● **PROBLEM TO WORK ON**
Copy out the data starting at the line containing "Spot the burning" and ending at the line containing "[(187, 195)]", substituting "clothing item" for each occurrence of "garment" and keeping everything else unchanged.

● **RECORDS PROVIDED**
┄┄┄┄┄┄

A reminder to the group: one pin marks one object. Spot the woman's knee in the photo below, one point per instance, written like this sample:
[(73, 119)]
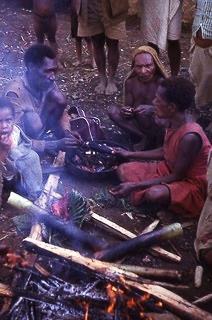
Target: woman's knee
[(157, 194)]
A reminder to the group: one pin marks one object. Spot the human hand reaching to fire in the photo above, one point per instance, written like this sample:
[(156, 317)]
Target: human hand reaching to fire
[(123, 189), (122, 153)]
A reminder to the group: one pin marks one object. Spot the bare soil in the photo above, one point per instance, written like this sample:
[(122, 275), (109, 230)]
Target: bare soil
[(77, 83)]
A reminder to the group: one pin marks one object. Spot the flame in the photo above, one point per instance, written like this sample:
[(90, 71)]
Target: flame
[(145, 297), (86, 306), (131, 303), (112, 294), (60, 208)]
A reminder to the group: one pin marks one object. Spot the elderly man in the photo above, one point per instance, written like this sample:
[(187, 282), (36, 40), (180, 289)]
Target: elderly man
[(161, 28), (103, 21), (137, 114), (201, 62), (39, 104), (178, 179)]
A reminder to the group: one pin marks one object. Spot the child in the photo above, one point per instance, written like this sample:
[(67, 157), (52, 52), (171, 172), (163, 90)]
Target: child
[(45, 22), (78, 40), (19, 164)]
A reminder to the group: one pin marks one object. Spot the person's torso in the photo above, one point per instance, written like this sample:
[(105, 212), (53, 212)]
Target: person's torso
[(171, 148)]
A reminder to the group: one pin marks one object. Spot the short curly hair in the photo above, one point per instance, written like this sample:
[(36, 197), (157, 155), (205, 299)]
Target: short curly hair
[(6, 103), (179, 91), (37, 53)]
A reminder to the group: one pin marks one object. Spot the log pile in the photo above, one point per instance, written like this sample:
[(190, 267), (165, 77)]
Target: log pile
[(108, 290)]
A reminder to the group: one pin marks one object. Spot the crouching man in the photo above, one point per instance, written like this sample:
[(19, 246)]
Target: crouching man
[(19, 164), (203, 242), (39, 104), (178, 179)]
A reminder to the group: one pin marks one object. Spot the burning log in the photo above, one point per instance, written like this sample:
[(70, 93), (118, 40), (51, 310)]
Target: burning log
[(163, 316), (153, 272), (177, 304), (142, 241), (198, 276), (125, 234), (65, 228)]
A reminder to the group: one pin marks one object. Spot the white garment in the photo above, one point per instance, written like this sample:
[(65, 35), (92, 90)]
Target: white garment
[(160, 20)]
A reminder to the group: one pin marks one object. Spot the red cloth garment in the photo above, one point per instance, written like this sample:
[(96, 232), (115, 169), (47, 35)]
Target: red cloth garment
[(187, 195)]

┄┄┄┄┄┄

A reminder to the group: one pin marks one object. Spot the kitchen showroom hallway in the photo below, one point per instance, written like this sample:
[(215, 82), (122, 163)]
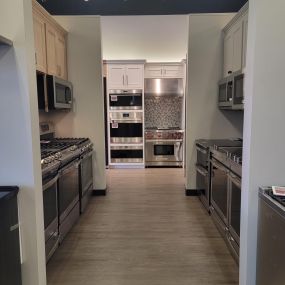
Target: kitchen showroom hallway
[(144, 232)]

┄┄┄┄┄┄

● **RESULT OF THE EXERCISE**
A reminder to the group: one pin marks one object. Spot the burning log in the photo above, one point per instance, written like this sample:
[(70, 93), (118, 40), (51, 310)]
Target: burning log
[(163, 316), (153, 272), (177, 304), (142, 241), (198, 276), (125, 234), (65, 228)]
A reminder to the group: one pin marks one object. Spot the white clothing item in the photo above, one point per instance, written like this sample:
[(65, 35), (92, 90)]
Target: white clothing item
[(160, 20)]
A reminder to the group: one pin marks one object. Spot the red cloth clothing item in the photo above, one point per instance, written like this sample:
[(96, 232), (115, 169), (47, 35)]
Target: red cloth clothing item
[(187, 195)]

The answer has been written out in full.